**Problem requirements:**
Find the line that contains "Expected: one point per instance of the black sedan, each". Repeat that line and all lines following it, exactly, through the end of the listing below.

○ ○ ○ ○

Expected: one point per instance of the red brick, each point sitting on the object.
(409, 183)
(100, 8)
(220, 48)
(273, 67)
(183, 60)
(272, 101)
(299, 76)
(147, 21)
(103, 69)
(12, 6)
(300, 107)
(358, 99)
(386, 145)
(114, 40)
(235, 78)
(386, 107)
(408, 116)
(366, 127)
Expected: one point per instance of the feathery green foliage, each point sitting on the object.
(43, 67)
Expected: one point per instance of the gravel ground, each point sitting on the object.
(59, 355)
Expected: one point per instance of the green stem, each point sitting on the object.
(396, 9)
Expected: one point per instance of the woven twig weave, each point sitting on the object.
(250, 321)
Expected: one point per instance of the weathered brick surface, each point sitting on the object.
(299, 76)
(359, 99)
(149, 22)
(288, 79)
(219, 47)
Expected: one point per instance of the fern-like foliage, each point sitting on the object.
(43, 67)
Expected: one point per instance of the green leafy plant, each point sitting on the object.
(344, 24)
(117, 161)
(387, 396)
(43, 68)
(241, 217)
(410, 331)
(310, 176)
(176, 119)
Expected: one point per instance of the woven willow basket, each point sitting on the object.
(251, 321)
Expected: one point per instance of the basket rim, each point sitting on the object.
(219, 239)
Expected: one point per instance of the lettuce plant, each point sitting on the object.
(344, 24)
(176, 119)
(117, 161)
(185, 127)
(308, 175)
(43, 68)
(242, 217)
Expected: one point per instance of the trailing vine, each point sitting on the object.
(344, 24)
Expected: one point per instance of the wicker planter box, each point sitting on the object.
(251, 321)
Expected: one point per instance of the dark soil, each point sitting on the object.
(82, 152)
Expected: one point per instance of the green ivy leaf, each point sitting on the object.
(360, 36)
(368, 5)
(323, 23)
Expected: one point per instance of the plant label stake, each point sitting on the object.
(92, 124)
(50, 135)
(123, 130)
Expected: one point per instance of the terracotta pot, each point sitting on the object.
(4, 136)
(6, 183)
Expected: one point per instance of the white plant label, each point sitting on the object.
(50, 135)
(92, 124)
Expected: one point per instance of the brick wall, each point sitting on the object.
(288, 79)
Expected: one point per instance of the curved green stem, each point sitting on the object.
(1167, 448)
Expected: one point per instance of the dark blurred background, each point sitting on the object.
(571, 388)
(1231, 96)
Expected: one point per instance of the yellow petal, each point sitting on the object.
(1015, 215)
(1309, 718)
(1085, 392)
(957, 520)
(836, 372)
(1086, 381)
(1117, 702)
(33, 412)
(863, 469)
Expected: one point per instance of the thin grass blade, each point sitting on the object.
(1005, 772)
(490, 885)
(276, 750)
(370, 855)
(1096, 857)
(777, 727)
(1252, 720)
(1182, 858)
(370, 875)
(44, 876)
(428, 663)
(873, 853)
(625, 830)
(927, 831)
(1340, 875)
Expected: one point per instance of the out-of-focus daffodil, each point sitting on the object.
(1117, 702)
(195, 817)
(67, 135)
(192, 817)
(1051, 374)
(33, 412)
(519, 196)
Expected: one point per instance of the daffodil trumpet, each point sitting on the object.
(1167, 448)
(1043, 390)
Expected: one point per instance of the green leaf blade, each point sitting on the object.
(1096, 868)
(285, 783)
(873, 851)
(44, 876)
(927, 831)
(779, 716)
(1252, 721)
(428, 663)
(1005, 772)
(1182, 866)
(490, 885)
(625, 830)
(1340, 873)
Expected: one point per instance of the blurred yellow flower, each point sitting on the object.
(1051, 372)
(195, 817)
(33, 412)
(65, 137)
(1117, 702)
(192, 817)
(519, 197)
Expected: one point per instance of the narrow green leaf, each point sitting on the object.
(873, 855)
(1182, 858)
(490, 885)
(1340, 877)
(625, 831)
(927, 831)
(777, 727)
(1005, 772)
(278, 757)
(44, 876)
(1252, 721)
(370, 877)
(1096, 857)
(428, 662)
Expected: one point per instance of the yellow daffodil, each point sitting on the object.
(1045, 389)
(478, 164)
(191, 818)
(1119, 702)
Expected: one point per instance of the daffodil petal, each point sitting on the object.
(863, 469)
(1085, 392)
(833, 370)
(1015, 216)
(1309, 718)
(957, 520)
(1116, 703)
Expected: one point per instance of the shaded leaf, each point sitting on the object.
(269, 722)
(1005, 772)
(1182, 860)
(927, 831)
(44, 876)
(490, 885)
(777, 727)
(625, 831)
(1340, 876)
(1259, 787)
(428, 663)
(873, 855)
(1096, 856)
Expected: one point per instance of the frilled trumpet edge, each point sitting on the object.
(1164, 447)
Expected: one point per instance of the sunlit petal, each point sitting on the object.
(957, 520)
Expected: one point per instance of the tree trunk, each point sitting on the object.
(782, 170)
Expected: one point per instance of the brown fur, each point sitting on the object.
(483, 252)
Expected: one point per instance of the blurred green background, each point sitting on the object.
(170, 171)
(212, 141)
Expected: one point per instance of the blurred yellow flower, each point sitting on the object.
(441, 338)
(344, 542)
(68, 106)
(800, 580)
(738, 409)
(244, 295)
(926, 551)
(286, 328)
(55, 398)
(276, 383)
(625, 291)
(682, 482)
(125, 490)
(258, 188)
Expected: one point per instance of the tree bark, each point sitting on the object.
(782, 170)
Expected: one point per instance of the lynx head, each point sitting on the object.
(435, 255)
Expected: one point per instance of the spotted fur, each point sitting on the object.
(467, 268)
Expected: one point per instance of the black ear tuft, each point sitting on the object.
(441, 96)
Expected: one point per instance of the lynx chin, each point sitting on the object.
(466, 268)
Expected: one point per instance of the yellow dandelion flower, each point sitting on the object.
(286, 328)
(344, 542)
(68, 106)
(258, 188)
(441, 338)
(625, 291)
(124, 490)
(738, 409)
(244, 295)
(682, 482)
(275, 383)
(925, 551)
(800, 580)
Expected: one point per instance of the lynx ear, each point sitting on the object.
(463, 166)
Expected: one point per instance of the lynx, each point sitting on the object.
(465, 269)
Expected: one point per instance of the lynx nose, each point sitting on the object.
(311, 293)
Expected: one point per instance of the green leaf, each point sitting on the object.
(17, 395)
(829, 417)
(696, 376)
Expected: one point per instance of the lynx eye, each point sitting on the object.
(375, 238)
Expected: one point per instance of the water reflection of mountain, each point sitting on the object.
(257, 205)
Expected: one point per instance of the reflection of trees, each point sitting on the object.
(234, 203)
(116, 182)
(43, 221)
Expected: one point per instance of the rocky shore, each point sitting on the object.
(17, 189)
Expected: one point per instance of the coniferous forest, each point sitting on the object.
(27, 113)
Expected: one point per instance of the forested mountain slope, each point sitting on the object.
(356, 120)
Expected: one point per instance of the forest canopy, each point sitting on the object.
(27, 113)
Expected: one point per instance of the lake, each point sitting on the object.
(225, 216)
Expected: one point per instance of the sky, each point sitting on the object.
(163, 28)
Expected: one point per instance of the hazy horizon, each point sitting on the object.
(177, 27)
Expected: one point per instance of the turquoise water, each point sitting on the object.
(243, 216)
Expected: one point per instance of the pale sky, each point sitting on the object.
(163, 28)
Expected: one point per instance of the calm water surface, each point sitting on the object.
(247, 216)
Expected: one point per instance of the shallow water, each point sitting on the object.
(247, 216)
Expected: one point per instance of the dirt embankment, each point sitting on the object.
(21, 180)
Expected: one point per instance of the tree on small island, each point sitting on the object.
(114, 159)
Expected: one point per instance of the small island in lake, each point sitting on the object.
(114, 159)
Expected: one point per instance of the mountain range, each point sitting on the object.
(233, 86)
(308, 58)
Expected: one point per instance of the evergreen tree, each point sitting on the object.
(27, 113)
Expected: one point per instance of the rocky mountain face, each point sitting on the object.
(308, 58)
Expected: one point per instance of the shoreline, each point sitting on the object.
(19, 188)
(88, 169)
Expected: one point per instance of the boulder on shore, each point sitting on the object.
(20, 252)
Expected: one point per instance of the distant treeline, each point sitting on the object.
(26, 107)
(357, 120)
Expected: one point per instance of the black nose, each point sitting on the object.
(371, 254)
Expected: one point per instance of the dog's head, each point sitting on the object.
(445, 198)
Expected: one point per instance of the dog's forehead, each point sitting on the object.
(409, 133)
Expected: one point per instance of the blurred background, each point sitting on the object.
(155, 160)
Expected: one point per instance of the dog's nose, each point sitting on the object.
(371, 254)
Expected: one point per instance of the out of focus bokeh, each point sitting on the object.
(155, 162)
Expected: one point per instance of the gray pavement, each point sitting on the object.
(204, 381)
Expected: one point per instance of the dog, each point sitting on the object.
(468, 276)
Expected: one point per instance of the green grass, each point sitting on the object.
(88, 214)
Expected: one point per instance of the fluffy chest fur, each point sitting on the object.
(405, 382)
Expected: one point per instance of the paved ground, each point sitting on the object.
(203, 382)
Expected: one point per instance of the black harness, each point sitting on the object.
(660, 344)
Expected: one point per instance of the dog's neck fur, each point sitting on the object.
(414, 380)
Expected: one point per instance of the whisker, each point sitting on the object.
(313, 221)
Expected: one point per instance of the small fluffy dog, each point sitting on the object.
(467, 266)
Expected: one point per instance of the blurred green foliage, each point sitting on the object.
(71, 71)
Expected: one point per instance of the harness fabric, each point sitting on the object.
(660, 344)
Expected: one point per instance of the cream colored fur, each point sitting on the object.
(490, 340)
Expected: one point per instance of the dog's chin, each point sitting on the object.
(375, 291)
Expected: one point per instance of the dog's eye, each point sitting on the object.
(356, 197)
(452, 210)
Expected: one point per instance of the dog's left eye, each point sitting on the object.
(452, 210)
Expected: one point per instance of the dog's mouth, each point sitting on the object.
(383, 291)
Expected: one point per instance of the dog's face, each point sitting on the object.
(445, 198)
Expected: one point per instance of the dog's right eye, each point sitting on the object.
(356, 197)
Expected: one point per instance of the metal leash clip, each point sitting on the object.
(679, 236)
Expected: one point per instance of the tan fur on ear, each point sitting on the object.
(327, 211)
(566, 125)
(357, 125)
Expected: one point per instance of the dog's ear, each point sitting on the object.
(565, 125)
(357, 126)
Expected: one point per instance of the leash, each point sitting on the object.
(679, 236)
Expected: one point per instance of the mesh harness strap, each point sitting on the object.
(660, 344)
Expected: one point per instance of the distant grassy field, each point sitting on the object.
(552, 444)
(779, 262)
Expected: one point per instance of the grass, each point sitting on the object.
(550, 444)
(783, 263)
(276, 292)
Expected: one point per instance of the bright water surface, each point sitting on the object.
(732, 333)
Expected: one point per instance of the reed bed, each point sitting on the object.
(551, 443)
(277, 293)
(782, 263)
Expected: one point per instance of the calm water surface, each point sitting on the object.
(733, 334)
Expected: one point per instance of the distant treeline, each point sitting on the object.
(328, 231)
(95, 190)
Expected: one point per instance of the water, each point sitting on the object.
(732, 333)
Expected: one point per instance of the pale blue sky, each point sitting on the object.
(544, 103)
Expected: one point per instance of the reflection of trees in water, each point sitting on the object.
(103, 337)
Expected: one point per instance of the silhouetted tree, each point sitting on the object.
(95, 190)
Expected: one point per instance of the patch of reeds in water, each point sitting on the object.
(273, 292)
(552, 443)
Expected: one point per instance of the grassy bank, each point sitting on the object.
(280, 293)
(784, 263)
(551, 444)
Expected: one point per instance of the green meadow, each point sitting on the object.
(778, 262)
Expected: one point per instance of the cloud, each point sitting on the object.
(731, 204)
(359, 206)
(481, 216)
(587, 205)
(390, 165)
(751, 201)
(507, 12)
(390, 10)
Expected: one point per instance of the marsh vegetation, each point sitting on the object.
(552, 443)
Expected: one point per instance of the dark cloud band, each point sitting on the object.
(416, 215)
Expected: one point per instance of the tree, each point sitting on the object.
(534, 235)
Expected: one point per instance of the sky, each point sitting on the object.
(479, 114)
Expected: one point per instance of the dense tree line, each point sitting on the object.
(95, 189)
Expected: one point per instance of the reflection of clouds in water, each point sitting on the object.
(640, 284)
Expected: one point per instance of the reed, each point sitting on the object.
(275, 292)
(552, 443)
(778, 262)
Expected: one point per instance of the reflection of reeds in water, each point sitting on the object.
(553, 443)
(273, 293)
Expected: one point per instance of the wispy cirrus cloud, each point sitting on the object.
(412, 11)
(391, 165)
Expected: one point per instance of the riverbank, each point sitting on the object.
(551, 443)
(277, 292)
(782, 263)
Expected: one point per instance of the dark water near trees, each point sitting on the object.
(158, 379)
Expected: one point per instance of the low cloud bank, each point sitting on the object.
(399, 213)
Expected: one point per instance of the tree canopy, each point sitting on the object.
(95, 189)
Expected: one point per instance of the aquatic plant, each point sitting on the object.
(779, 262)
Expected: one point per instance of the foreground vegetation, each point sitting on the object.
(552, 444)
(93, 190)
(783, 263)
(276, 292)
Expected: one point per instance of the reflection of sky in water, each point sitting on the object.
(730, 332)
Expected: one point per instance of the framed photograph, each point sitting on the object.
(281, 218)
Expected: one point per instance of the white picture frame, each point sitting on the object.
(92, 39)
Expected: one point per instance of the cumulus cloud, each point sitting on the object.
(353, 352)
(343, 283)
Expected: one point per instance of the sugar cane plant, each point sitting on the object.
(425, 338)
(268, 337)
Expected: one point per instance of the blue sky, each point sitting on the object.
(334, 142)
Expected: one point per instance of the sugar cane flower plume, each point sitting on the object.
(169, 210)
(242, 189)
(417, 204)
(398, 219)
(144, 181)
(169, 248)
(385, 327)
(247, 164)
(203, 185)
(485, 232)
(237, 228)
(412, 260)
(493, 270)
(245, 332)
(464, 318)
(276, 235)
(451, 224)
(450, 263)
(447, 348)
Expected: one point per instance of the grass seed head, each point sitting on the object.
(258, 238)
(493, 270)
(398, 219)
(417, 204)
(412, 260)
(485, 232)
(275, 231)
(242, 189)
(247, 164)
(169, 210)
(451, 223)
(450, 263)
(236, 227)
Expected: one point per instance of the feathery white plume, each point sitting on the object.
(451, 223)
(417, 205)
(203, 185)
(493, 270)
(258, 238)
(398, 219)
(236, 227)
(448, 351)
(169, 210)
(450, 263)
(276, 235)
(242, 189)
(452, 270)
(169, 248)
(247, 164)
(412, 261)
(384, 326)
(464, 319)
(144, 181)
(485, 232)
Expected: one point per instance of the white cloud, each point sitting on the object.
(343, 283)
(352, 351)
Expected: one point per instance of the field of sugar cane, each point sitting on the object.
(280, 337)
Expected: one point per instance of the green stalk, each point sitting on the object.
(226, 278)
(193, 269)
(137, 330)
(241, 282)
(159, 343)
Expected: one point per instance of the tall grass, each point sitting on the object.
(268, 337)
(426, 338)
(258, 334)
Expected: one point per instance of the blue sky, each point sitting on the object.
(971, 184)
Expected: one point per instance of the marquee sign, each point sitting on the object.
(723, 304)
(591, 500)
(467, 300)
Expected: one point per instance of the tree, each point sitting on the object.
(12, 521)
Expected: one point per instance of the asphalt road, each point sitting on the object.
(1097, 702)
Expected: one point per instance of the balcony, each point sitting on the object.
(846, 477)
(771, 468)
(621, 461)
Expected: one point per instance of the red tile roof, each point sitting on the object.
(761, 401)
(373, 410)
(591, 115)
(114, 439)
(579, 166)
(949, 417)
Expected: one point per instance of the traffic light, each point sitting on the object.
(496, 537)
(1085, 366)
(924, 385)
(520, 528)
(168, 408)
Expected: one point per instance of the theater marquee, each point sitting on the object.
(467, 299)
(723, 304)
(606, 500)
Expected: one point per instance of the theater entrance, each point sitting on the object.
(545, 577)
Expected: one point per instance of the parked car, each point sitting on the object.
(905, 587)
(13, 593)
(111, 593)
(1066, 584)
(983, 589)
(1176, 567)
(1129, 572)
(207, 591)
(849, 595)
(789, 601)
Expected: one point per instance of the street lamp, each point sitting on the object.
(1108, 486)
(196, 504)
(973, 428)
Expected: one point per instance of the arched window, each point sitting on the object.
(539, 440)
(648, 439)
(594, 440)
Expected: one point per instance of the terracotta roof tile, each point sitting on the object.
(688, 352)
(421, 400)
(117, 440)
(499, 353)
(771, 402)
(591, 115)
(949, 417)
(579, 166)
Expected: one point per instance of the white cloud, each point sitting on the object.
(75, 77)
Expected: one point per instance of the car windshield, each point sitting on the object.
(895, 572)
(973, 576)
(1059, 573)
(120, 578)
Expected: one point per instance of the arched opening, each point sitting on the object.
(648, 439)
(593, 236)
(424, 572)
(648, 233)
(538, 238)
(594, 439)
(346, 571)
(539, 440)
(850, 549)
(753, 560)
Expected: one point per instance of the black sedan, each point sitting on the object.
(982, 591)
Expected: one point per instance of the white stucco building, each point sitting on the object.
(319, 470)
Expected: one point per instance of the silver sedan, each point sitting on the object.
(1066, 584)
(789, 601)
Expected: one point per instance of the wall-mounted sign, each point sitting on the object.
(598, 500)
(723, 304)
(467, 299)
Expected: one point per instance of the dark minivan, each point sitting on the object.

○ ○ ○ ○

**Correct result:**
Expected: one point per instance of the black sedan, each point sitting on the object.
(982, 591)
Expected: one point per instance of the white stucco building, each point sitting on the object.
(319, 470)
Expected: one point per instance of the silver sedan, each point sitting on the object.
(1066, 584)
(789, 601)
Expected: one point per instance of the wall-mounted sign, each point sitting on the object.
(598, 500)
(723, 304)
(467, 299)
Expected: one point per instance of the dark minivan, each point sitting on the object.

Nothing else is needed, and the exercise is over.